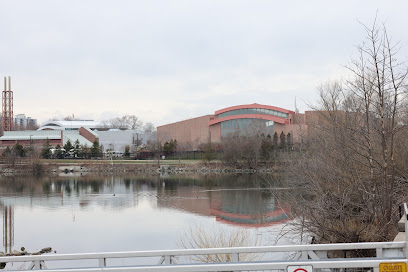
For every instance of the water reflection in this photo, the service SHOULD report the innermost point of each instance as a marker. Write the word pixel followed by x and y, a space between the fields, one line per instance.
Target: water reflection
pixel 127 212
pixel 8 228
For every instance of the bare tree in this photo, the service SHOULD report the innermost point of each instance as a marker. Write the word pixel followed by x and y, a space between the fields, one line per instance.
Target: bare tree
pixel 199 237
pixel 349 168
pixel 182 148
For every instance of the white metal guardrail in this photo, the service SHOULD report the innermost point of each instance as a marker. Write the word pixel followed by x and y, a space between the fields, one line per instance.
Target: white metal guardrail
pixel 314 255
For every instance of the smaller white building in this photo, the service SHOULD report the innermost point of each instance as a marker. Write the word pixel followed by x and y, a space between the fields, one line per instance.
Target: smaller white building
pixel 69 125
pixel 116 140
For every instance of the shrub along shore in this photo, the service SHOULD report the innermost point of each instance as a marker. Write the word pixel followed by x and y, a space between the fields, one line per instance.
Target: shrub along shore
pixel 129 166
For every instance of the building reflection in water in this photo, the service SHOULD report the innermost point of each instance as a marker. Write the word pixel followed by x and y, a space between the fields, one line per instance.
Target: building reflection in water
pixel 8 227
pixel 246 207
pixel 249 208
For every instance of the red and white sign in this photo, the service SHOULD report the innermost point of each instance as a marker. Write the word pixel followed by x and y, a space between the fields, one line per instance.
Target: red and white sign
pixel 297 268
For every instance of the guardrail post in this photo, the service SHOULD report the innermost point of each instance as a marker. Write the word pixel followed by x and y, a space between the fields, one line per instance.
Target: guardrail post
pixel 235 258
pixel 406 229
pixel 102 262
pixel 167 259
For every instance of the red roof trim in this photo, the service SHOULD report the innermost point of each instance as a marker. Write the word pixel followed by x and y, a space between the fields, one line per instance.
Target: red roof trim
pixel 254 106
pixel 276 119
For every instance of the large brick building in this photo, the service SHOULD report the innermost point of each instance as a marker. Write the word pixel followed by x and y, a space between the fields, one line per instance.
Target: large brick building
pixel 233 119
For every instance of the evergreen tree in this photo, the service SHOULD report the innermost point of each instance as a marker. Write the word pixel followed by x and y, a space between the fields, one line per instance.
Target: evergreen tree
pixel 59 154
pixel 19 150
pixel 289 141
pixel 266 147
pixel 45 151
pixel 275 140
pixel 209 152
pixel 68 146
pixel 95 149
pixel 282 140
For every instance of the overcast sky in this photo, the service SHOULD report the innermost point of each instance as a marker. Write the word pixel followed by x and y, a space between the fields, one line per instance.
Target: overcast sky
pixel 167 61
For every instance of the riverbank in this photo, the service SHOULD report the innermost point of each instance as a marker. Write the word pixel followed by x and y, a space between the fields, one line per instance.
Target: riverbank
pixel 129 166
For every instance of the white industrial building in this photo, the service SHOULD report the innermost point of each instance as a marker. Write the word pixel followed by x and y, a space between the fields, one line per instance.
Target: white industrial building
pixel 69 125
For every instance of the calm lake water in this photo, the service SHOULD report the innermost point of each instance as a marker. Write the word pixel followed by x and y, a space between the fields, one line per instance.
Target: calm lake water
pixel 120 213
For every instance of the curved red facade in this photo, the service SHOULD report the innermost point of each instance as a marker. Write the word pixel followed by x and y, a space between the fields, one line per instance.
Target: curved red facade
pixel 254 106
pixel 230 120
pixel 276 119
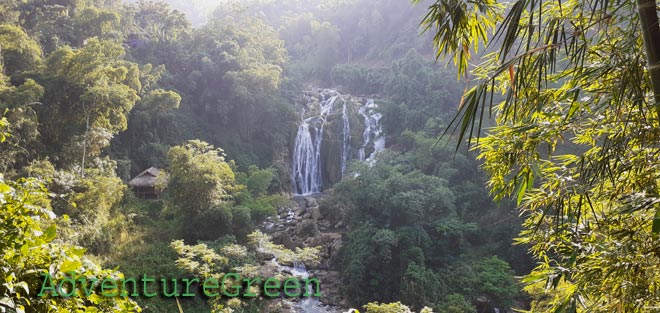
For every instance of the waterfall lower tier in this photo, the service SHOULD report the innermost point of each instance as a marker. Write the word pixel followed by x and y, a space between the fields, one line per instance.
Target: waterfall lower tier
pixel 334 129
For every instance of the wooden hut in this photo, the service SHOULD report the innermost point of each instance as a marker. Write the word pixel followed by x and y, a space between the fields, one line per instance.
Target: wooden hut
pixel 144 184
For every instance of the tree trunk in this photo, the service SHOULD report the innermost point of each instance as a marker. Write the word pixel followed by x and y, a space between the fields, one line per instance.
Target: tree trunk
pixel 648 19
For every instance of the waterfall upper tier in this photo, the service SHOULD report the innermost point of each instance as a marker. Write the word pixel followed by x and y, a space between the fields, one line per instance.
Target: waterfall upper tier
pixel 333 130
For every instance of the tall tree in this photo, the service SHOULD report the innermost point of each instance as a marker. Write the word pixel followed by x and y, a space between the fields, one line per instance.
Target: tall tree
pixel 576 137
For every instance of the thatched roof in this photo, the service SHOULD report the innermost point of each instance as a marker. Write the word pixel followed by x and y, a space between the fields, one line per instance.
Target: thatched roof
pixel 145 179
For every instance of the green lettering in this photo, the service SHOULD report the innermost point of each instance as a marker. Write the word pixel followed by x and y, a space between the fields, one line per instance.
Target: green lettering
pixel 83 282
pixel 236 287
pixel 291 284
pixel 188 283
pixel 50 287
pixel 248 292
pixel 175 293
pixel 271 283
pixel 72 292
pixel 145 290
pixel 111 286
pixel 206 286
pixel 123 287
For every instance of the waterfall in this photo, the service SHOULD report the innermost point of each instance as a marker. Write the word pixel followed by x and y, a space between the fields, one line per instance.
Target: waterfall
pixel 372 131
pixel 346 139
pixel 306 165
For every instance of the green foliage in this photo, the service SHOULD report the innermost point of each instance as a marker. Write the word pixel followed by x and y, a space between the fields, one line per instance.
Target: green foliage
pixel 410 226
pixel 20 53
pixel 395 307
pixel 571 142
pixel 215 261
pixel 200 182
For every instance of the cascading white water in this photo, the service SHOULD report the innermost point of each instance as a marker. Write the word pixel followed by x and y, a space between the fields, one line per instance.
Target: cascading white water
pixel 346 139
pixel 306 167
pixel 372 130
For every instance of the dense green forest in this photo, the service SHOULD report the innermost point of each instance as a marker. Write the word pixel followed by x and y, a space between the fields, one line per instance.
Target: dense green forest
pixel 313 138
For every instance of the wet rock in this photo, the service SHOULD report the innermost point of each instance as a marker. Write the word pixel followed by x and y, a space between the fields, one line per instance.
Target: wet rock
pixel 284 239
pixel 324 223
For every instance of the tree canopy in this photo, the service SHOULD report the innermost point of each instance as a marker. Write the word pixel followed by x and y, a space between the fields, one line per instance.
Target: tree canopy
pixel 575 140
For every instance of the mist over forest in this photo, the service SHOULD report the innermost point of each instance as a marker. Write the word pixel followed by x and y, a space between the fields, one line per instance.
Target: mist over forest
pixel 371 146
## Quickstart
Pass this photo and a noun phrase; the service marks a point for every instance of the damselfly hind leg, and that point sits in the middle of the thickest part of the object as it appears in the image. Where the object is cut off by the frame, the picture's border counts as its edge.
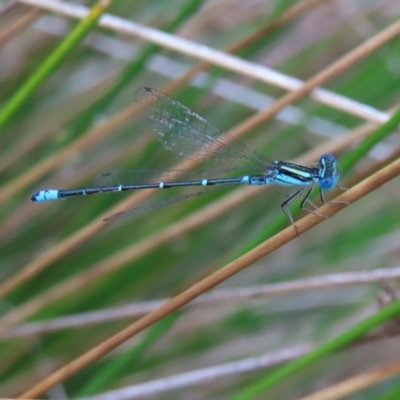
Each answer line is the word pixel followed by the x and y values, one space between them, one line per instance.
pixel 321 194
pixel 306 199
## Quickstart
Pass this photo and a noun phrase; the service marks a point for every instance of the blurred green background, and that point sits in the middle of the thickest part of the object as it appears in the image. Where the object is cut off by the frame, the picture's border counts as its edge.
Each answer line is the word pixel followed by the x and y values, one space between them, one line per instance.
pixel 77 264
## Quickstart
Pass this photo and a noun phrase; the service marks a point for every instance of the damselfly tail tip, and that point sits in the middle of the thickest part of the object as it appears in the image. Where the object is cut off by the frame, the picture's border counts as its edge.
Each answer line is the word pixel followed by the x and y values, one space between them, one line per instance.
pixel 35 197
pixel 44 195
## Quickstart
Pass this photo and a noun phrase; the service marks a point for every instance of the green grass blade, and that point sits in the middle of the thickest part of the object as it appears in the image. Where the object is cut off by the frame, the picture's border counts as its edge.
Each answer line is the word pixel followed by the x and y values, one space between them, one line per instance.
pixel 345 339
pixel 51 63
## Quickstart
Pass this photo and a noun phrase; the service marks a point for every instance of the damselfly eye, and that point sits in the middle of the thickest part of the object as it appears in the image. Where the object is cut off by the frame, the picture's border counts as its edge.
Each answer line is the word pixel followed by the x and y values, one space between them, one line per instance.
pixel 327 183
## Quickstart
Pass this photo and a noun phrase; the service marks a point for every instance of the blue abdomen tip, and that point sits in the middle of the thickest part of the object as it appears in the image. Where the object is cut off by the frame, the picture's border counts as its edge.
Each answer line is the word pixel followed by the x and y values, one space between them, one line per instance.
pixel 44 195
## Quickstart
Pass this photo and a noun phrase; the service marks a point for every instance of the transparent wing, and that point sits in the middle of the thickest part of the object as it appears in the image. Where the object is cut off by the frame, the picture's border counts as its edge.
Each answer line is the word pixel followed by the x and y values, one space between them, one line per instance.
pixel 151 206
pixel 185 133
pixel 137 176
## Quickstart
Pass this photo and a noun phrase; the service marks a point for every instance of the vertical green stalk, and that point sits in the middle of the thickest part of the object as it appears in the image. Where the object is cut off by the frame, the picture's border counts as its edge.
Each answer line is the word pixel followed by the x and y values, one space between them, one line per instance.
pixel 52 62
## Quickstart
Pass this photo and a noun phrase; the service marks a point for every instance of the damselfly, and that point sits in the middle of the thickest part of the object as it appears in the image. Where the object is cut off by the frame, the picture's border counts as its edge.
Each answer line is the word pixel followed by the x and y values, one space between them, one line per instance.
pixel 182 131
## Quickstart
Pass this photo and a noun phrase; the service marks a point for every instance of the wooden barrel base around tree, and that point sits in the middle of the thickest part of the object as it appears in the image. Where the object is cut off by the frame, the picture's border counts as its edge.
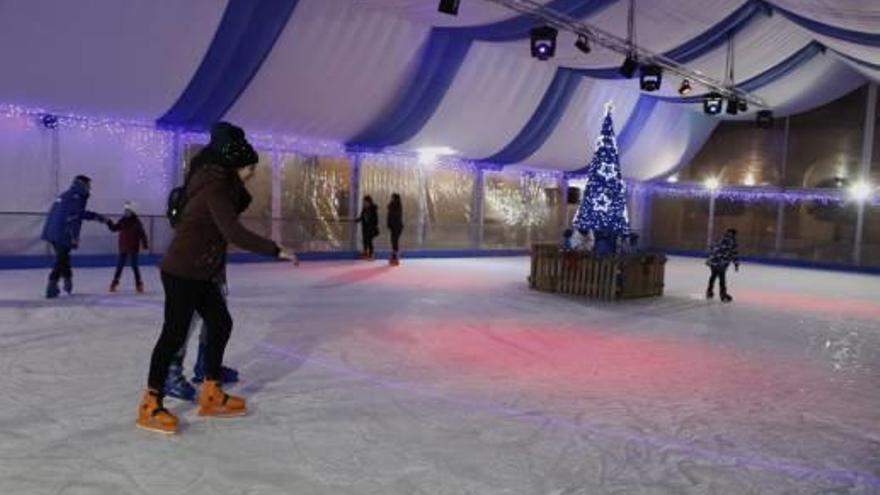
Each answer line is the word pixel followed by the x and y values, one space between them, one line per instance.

■ **ABOUT THIS EXERCISE**: As listed above, the lines from the line with "Target: cascading white water" to the line with "For every instance of the wet" are to be echoed exactly, with both ends included and nothing added.

■ **RESPONSE TO THE TASK**:
Target: cascading white water
pixel 346 139
pixel 306 167
pixel 372 130
For every instance of the dense green forest in this photo, the service SHOULD report the innermost point of each instance as a marker. Write the word pixel followed by x and y, a space between the fields, one line per instance.
Target: dense green forest
pixel 313 138
For every instance of the wet rock in this photo, the service SHOULD report the innermost point of each instance as a marker. Write the word pixel followed by x and y, a space between the fields, one line per instance.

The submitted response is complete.